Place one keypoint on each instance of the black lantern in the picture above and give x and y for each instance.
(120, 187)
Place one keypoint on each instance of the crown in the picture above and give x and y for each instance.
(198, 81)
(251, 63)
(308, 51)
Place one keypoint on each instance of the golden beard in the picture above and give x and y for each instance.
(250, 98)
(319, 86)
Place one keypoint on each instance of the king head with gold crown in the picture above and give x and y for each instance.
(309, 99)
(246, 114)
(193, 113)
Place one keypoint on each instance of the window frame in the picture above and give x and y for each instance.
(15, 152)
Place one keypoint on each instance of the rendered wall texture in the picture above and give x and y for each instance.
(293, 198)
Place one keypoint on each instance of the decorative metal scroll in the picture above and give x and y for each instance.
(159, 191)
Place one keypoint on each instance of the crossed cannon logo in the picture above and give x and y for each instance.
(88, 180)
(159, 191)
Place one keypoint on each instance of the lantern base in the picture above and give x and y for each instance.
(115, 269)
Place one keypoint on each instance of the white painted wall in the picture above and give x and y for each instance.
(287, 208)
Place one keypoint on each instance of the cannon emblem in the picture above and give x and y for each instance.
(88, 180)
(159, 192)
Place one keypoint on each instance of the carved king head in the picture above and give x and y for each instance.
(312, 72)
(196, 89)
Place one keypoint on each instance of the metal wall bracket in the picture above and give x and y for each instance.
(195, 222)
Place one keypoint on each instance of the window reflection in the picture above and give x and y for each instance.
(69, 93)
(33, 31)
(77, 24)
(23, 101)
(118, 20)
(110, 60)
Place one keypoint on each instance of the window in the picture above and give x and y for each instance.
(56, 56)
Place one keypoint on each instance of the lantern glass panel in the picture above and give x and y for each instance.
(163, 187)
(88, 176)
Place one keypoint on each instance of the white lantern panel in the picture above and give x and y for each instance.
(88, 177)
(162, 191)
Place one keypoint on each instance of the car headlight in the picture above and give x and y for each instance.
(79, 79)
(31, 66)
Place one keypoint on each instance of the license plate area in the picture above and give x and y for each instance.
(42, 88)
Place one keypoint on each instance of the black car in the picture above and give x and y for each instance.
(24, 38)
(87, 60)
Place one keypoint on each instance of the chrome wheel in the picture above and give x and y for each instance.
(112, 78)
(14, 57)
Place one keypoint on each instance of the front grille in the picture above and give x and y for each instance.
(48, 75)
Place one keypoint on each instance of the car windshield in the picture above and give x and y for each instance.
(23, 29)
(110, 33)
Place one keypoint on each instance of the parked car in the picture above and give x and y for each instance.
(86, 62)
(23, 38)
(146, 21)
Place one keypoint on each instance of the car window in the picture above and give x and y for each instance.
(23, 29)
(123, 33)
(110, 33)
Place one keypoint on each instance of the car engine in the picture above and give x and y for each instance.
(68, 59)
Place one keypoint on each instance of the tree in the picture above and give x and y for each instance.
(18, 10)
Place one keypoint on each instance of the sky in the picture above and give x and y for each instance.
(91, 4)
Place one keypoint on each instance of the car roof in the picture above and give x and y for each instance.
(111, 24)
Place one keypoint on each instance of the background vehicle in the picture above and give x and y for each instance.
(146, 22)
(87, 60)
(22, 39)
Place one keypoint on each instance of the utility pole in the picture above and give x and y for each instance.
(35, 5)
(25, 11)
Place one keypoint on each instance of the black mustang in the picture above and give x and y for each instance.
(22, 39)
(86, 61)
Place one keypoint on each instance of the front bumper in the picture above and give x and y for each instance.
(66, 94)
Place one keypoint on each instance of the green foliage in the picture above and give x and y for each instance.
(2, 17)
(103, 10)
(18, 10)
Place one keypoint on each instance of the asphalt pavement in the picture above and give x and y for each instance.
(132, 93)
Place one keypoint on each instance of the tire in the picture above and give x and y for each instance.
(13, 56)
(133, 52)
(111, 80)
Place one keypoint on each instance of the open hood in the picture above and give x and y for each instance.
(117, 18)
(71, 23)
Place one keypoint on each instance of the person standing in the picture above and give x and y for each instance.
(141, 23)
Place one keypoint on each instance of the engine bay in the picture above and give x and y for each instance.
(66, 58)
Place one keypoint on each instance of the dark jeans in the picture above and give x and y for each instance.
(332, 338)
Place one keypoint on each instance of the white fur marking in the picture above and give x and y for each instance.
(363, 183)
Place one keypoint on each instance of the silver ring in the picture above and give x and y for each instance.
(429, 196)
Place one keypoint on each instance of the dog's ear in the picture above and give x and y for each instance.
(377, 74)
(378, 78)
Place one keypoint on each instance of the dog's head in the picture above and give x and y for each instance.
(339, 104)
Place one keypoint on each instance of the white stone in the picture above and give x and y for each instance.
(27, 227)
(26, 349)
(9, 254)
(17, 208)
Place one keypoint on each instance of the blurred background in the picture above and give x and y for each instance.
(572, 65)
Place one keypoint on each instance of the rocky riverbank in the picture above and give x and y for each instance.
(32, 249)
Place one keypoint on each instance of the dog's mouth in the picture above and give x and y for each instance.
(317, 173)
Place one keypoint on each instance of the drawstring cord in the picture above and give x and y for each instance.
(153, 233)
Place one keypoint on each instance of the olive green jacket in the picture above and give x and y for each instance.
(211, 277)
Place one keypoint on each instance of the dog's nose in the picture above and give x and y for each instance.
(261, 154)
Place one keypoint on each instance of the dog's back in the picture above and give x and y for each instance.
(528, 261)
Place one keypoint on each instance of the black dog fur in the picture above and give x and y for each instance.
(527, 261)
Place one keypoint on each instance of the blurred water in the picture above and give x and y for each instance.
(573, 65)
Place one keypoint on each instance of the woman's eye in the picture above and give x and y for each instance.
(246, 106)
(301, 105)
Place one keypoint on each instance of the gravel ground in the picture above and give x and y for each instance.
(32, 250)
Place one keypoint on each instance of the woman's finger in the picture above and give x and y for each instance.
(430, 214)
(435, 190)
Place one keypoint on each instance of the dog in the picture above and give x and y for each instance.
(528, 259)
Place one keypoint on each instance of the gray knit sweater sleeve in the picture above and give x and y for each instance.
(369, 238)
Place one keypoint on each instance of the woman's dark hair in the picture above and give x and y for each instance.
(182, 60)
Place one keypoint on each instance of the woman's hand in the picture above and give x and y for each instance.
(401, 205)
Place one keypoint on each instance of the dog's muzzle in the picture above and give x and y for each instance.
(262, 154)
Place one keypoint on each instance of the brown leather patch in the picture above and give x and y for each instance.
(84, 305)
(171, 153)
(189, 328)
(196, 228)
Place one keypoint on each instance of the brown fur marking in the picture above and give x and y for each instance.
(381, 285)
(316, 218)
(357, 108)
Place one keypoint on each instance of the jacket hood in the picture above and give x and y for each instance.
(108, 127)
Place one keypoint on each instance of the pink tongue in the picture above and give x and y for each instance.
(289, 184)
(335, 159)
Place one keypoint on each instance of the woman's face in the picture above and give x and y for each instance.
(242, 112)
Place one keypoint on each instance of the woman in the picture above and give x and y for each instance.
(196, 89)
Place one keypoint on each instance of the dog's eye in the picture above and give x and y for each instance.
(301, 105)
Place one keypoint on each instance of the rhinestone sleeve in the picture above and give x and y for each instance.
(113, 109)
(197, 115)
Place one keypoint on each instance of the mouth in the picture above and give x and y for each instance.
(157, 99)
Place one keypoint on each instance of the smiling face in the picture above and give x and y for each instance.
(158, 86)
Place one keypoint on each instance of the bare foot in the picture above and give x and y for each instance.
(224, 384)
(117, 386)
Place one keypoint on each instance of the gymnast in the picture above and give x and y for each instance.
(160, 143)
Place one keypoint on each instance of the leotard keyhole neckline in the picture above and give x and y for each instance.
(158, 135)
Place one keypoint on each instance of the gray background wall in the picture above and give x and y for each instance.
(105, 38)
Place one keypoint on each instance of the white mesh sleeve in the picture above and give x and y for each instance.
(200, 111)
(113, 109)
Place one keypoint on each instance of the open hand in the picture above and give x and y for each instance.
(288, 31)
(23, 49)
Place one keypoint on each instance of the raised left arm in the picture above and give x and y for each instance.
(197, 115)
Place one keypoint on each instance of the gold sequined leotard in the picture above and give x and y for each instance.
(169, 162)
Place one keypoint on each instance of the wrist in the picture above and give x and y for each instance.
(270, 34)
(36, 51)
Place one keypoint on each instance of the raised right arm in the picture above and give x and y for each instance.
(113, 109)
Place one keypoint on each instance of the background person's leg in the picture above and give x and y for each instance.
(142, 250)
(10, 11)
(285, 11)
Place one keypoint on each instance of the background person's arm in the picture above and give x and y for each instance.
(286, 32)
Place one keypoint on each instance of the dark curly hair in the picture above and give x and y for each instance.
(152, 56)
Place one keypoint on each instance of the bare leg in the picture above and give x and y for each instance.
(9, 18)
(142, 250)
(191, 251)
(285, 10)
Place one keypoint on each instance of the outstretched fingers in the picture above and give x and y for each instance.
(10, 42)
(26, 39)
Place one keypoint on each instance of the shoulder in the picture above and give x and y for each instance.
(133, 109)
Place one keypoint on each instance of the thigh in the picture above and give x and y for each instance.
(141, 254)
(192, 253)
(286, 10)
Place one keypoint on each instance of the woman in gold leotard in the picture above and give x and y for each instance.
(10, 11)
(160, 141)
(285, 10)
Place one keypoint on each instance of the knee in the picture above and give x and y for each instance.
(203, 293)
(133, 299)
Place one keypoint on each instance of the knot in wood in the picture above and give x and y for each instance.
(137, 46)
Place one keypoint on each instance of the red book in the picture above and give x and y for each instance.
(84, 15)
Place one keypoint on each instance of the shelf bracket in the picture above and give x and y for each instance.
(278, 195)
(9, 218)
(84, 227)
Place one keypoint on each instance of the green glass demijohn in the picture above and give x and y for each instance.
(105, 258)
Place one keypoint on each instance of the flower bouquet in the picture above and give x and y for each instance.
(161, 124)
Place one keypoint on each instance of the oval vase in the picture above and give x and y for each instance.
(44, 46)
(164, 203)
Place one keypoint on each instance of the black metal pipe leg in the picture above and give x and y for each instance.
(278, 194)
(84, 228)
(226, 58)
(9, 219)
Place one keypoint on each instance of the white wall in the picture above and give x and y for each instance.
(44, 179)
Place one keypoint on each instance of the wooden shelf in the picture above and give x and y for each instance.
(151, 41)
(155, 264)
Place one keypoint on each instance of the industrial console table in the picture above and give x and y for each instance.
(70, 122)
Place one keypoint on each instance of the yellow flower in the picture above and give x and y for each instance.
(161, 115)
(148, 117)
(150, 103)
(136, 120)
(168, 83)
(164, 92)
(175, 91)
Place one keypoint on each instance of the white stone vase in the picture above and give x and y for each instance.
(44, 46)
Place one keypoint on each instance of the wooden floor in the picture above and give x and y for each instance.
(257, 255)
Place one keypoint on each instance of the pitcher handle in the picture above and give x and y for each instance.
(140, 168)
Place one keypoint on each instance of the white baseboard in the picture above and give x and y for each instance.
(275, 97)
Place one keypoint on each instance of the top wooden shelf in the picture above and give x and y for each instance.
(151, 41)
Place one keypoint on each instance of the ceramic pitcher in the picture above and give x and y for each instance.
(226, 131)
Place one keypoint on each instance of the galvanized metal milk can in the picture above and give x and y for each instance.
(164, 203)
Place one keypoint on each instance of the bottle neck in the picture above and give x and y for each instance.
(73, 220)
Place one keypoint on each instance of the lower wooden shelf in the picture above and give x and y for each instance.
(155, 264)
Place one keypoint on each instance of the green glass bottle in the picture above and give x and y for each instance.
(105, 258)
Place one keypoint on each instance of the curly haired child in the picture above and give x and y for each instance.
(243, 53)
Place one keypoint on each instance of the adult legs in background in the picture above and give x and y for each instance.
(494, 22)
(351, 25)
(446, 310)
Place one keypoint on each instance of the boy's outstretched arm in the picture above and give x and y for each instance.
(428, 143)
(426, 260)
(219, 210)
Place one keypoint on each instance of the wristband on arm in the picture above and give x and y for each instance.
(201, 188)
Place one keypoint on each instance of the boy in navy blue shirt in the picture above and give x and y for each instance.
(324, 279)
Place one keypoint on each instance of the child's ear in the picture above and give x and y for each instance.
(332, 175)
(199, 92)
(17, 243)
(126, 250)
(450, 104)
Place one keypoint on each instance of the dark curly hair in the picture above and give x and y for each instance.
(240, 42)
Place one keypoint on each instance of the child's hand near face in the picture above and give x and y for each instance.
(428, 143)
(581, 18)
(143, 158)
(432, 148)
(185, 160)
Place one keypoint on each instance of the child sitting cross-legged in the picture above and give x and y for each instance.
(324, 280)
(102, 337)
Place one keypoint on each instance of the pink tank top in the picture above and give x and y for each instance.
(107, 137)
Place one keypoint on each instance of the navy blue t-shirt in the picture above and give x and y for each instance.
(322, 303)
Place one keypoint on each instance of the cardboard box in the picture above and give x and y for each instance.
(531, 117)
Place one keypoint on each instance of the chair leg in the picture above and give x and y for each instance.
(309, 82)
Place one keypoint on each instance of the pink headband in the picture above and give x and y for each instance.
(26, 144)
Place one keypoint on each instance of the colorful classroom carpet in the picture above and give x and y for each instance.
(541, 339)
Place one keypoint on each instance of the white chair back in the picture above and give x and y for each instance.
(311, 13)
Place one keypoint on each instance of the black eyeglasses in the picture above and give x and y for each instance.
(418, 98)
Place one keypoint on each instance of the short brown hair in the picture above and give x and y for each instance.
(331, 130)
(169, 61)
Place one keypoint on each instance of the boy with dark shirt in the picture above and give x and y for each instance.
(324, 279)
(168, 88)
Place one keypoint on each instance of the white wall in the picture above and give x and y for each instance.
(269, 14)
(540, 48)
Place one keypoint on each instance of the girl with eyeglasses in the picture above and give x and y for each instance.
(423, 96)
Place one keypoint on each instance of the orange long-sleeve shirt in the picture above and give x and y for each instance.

__________________________________________________

Exercise aim - Please copy the lines above verbatim, from the line that contains "Place one keypoint on each instance of the chair" through the last line.

Output for this exercise -
Place one keypoint on each instance of the chair leg in the picture above and give x and y for each instance.
(309, 82)
Place one keypoint on each instance of the pink headband in the picture above and give x and y for each instance.
(26, 144)
Place one keypoint on each instance of the colorful classroom carpet in the picture above and give x and y for each instance.
(541, 339)
Place one keypoint on each instance of the white chair back in the picture above and give x and y for each instance.
(311, 13)
Place one keypoint on each instance of the black eyeglasses in the picture above and give x and y for each instance.
(418, 98)
Place one keypoint on each instance of the short brown hair in the picture above and give x and y for each instance.
(331, 130)
(169, 61)
Place one keypoint on each instance of the boy with dark shirt in the picture above and give x and y for each instance.
(324, 279)
(168, 88)
Place one keypoint on each instance of the white wall in the picture above and give x and y for each instance.
(269, 14)
(540, 48)
Place one keypoint on each instance of the girl with eyeglasses in the picture above and give x and y for each instance.
(423, 96)
Place one keypoint on each instance of the orange long-sleeve shirt in the picture above and give x and y for each instance.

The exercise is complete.